Objective:
Using the forum thread below about wiring a GP 18 locomotive, answer these questions:
(a) Which series does the GP 18 in the first post belong to, and what kind of power does it use?
(b) To what was the blue common wire relocated?
(c) What happened to the diodes when they were touched to the chassis?

# Wiring Diagram required



## 8track (Nov 7, 2011)

I have a GP 18 Proto 2000 Series DC power. Looking for wiring diagram this loco has two lights front and rear. I am not sure if the wiring of the Engine is correct. When I place the engine on the track I have no response, but if I move the resister and touch the chassis with the resistor I have power. Would a resistor be faulty? the soldering to the wires look fine. Thanks


----------



## 8track (Nov 7, 2011)

*Fixed wiring problem*

well it took a little while to figure this out had to install a resister and add a new wire also the blue common wire was relocated to the brushes retainer clip. This Engine as mentioned was bought used not sure if it ever ran down a track.


----------



## NIMT (Jan 6, 2011)

Can you take a picture of it I'm still wondering???
I've never seen a resistor used as a hook up on any engine!


----------



## 8track (Nov 7, 2011)

*Re: resistor*

I will try to take a pic. A friend from work help with the wiring I will consult with him what he actually did to get the engine to work. As mention I purchased the engine used and when I touch the diodes to the chassie I would get power but they immediatedly became hot to touch. I left the engine with him and when I return he had it working and tape covering the wires.


----------

Dataset rows:
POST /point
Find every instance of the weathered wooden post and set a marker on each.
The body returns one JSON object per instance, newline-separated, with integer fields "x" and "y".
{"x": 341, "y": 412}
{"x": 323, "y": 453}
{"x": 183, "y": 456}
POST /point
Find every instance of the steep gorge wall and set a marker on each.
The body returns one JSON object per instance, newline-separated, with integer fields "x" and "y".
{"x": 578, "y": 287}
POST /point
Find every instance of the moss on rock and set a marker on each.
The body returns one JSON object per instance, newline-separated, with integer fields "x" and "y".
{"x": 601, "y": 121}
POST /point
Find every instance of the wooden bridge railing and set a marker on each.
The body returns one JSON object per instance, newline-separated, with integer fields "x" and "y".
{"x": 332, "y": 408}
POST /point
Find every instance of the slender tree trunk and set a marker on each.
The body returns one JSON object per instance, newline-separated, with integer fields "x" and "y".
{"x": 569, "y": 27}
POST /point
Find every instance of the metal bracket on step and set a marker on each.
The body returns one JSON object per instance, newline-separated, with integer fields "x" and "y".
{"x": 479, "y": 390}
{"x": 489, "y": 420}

Answer to the exercise:
(a) It is a Proto 2000 Series locomotive that runs on DC power.
(b) It was relocated to the brushes retainer clip.
(c) The engine got power, but the diodes immediately became hot to the touch.